◆ **Instructions**:
[1] According to the post on Urban Meyer's missing texts, what penalty did Coach Meyer receive instead of losing his job?
[2] Continue the post on Urban Meyer's missing texts from the point where it stops.

◆ **Reading text**:

################

Evidence Preservation: Urban Meyer’s Missing Texts Offer Lessons

Posted by Kenneth N. Winkler on

On August 22, 2018, The Ohio State University held a press conference and revealed that football coach Urban Meyer would not lose his job over the handling of the Zach Smith domestic violence controversy. Instead, Coach Meyer was issued a 4-game suspension.  As expected, the University’s decision resulted a media firestorm, with pundits voicing differing opinions about the decision.

Coach Meyer has since served his suspension. With other national stories garnering the attention of our country, the Coach Meyer controversy seemed to be old news to most everyone.  That was until the Buckeyes lost to Purdue.  The media spotlight is now back on Coach Meyer and there are renewed rumblings about the controversy that led to his suspension.  Employers and employees should not overlook this storyline, because there are many important legal issues that arise from the Big 10 controversy.

After reading the investigation report several times, one portion stood out as particularly fascinating to me, but which little attention has been focused: evidence suggesting that Coach Meyers may have intentionally deleted relevant text messages.  So as not to mischaracterize the report, I have provided below the relevant section of the report below.

################

◆ **Available data**:
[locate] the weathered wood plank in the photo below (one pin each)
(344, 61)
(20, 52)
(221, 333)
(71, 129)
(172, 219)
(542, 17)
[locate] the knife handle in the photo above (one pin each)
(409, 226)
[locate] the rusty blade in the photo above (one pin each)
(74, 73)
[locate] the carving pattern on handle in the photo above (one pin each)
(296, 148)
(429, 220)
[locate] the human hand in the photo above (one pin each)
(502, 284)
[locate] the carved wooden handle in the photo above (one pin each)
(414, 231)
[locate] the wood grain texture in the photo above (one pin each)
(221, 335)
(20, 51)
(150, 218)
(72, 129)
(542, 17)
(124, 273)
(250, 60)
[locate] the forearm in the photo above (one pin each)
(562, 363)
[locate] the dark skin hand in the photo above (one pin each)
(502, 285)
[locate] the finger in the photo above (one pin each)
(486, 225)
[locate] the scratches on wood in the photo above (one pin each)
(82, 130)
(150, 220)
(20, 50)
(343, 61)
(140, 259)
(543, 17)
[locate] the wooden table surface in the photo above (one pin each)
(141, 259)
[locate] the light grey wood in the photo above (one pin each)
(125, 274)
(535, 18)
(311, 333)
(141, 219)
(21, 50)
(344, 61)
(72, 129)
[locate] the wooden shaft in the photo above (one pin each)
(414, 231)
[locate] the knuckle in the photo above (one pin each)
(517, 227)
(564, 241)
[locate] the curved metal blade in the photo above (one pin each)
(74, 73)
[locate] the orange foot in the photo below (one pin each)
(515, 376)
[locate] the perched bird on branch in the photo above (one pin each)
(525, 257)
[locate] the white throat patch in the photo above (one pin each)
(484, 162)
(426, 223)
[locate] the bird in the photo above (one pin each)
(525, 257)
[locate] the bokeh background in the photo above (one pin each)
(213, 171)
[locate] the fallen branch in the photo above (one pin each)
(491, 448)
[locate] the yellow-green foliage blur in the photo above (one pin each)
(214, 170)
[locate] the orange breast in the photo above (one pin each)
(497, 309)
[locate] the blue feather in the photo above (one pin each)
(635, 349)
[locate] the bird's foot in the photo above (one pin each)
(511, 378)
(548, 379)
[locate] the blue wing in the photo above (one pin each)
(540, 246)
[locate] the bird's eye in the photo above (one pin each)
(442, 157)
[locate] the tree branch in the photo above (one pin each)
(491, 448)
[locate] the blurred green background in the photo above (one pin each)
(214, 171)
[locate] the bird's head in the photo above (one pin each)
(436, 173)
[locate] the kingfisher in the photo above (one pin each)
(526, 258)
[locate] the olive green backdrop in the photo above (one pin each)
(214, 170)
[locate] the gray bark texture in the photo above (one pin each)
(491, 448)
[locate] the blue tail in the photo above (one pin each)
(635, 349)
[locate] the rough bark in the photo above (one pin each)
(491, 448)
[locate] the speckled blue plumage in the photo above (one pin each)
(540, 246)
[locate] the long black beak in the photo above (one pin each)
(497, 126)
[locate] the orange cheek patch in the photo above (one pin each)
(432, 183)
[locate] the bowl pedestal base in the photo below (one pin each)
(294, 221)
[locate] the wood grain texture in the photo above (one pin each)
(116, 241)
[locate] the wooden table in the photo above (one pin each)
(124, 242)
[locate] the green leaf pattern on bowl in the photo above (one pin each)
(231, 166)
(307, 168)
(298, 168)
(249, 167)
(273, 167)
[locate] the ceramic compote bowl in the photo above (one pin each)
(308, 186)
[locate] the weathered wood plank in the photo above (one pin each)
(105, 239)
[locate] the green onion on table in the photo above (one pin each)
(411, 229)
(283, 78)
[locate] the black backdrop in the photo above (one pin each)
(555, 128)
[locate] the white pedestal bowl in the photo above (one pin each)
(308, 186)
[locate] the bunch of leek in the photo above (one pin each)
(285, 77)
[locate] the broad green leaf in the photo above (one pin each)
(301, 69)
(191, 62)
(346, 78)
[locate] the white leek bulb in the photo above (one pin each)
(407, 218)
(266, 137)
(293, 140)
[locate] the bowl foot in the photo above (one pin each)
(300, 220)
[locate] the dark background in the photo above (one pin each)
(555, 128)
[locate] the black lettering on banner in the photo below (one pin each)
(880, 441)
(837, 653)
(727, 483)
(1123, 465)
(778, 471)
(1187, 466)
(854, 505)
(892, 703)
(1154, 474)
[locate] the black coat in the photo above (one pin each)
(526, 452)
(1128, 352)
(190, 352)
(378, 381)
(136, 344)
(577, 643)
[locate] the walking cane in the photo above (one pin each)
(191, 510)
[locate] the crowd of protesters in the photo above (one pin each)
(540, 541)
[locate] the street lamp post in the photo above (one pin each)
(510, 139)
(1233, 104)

################

◆ **Written responses**:
[1] A 4-game suspension.

[2]
OSU Investigation Report Excerpt

August 1, 2018 Social Media Reports that Meyer Had Knowledge of the 2015 Events:

  • On August 1, 2018, a widely shared news report claimed that Urban and Shelley Meyer had been aware of Courtney Smith’s allegations of abuse in 2015 and of law enforcement’s investigation. The reported information included two incident reports from the Powell PD, as well as text messages between Courtney Smith and Shelley Meyer.
  • Upon seeing this report when it first came out (at about 10:17 a.m.), Brian Voltolini, who was on the practice field with Coach Meyer went to speak with him, commenting that this was “a bad article.” The two discussed at that time whether the media could get access to Coach Meyer’s phone, and specifically discussed how to adjust the settings on Meyer’s phone so that text messages older than one year would be deleted.
  • Our review of Coach Meyer’s phone revealed no messages older than one year, indicating that at the time it was obtained by OSU on August 2nd, Coach Meyer’s phone was set to retain text messages only for that period, as Coach Meyer and Brian Voltolini discussed. We cannot determine, however, whether Coach Meyer’s phone was set to retain messages only for one year in response to the August 1st media report or at some earlier time. It is nonetheless concerning that his first reaction to a negative media piece exposing his knowledge of the 2015-2016 law enforcement investigation was to worry about the media getting access to information and discussing how to delete messages older than a year.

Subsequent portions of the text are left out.